Swap "in this shot" for "in this frame" everywhere in the records below, and give them back with nothing else changed.

-- start of RECORDS SUPPLIED --

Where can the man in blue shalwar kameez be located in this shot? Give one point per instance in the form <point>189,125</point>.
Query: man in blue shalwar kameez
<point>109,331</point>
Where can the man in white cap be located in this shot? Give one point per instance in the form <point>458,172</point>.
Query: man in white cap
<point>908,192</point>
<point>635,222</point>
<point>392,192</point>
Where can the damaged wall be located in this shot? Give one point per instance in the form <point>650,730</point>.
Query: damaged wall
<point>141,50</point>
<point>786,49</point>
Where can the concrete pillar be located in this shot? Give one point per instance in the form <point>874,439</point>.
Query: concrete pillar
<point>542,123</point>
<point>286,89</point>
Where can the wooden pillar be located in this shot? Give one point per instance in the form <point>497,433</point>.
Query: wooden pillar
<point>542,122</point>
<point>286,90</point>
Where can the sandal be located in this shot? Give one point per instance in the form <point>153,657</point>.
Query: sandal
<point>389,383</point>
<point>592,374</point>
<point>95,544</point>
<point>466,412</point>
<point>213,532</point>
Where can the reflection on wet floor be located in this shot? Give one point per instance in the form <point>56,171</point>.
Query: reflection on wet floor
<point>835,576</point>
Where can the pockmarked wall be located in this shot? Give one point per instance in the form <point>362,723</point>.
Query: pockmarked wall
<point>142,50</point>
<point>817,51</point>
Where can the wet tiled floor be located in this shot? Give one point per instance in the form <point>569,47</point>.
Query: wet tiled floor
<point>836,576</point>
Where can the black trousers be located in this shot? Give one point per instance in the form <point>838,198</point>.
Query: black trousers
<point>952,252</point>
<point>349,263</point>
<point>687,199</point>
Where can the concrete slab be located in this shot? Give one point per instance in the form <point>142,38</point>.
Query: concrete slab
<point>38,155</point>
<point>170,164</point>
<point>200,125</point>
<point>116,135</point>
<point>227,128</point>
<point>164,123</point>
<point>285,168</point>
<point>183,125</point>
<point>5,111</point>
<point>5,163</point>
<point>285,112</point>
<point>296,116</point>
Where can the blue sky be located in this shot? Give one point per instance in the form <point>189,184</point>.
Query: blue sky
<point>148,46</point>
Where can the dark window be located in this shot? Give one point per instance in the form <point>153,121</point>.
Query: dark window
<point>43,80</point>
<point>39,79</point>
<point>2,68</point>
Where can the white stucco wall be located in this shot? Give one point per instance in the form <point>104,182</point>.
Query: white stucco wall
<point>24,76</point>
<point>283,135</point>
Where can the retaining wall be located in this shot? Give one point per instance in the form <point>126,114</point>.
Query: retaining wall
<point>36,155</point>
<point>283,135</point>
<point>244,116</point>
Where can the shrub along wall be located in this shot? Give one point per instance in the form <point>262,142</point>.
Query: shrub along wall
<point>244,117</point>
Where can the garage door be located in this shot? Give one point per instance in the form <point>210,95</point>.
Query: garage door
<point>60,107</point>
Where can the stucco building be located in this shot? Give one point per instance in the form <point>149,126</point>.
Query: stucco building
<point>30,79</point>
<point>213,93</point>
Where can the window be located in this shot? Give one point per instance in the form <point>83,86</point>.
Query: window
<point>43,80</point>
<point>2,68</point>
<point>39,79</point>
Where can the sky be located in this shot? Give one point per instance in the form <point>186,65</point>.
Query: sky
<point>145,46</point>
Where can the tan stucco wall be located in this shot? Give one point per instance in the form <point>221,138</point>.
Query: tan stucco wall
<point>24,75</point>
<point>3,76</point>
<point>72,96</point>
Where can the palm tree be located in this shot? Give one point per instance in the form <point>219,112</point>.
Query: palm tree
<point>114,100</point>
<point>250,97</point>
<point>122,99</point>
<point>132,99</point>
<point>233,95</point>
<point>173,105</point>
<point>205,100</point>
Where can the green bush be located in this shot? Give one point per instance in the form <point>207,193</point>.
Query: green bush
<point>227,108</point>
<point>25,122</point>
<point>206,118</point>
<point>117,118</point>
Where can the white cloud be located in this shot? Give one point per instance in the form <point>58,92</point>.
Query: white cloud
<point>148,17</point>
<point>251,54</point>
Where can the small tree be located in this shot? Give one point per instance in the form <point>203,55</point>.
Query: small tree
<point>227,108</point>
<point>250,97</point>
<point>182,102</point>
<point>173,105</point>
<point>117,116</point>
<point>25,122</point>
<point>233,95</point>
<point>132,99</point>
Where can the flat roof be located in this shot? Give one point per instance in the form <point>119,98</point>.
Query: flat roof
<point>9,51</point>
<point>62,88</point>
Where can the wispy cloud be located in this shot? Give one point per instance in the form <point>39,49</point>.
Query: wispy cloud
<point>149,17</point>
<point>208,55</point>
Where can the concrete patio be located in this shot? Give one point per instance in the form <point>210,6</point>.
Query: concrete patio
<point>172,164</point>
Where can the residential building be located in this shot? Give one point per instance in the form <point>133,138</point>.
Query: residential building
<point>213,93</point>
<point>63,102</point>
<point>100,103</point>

-- end of RECORDS SUPPLIED --

(COMPLETED EXERCISE):
Where can the man in blue shalwar kameez be located in this frame? Give one point per instance in the form <point>189,125</point>.
Query: man in blue shalwar kameez
<point>109,331</point>
Where can the man in white cap be located in this frame? Give one point per instance in the form <point>458,172</point>.
Query: man in white cap
<point>908,192</point>
<point>635,222</point>
<point>392,192</point>
Where can the damaged wall be located in this frame? Give one point per instance in the form <point>650,730</point>.
Query: damaged wall
<point>141,50</point>
<point>786,49</point>
Where can the concrete pillar be located in this frame? Give one point per instance in the form <point>874,439</point>.
Query: concrete pillar
<point>542,123</point>
<point>286,89</point>
Where can the wooden pillar be located in this frame? Give one point per instance in the form <point>497,433</point>.
Query: wooden pillar
<point>542,122</point>
<point>286,90</point>
Where can the sandal be located in this frame? Give one point per instance in the form <point>153,657</point>.
Query: sandal
<point>389,383</point>
<point>592,374</point>
<point>95,544</point>
<point>466,412</point>
<point>213,532</point>
Where can the reflection on wet floor be located in this frame? Give one point per instance in the form <point>56,171</point>.
Query: reflection on wet floor
<point>835,576</point>
Where can the pockmarked wall be located in this frame? Give one point per instance in the form <point>362,723</point>.
Query: pockmarked wall
<point>142,50</point>
<point>817,51</point>
Where can the wet tiled floor be located in this frame? Give one point per instance in the form <point>569,47</point>.
Query: wet tiled floor
<point>836,576</point>
Where can the black trousers be located in this frame? Give one point per instance in the form <point>838,198</point>.
Query: black trousers
<point>952,252</point>
<point>349,263</point>
<point>687,199</point>
Where can the concrete slab be located in this frame? Give one point per instance in the form <point>142,38</point>.
Query: concrete slab
<point>38,155</point>
<point>170,164</point>
<point>200,125</point>
<point>116,135</point>
<point>227,128</point>
<point>164,123</point>
<point>285,168</point>
<point>183,125</point>
<point>5,111</point>
<point>5,163</point>
<point>285,112</point>
<point>296,116</point>
Where can the blue sky be located in this frame? Give one point per instance in the form <point>189,184</point>.
Query: blue sky
<point>148,46</point>
Where can the dark window be located in this frame? Give one point per instance in the form <point>153,121</point>.
Query: dark window
<point>43,80</point>
<point>39,79</point>
<point>2,68</point>
Where can the white stucco wall be located in this frame? Give one point per instance in the form <point>104,182</point>.
Query: white stucco wall
<point>24,76</point>
<point>283,135</point>
Where can the retaining wall be located in this frame? Give one point per instance in the form <point>126,114</point>.
Query: retaining wall
<point>36,155</point>
<point>283,135</point>
<point>244,116</point>
Where can the shrub along wall be located in this frame? Give one point per instance in the form <point>262,142</point>.
Query: shrub along wall
<point>244,117</point>
Where can the garage door be located in this frame? Give one point per instance in the form <point>210,95</point>.
Query: garage door
<point>60,107</point>
Where can the stucco building be located in this frame? Give one point per instance in the form <point>149,126</point>.
Query: stucco building
<point>30,79</point>
<point>213,93</point>
Where can the window be located in this frame? Give one point per instance in the form <point>83,86</point>.
Query: window
<point>43,80</point>
<point>2,68</point>
<point>39,79</point>
Where can the sky be located in this frame? Give one point per instance in the form <point>186,65</point>.
Query: sky
<point>145,46</point>
Where can the tan stucco wall be located in this frame? Give one point per instance in the form <point>221,138</point>.
Query: tan stucco wall
<point>24,75</point>
<point>3,76</point>
<point>72,96</point>
Where can the palm tree be located in this frame? Give one point per instance in the form <point>219,112</point>.
Query: palm tree
<point>114,100</point>
<point>250,97</point>
<point>122,99</point>
<point>132,99</point>
<point>233,95</point>
<point>173,105</point>
<point>205,100</point>
Where can the green bush be located in this frame? Give one point per instance in the form <point>207,193</point>.
Query: green bush
<point>227,108</point>
<point>25,122</point>
<point>206,118</point>
<point>117,118</point>
Where can the white cloud be located in this frame? Give one point per instance in the form <point>58,92</point>.
Query: white cloud
<point>148,17</point>
<point>251,54</point>
Where can the small tree be located in this frame? Give one point per instance in the form <point>203,55</point>.
Query: small tree
<point>227,108</point>
<point>250,97</point>
<point>182,102</point>
<point>173,105</point>
<point>117,116</point>
<point>25,122</point>
<point>233,95</point>
<point>132,99</point>
Where can the flat roof be located in this frame? Give one point per instance in the form <point>119,98</point>.
Query: flat roof
<point>9,51</point>
<point>62,88</point>
Where can the wispy cloud be located in this frame? Give one point per instance in the form <point>39,49</point>.
Query: wispy cloud
<point>149,17</point>
<point>208,55</point>
Where can the concrete patio be located in this frame? Give one point per instance in the form <point>210,6</point>.
Query: concrete patio
<point>172,164</point>
Where can the residential building be located in this frame? Give one point per instance in the form <point>133,138</point>.
Query: residential building
<point>213,93</point>
<point>63,102</point>
<point>100,103</point>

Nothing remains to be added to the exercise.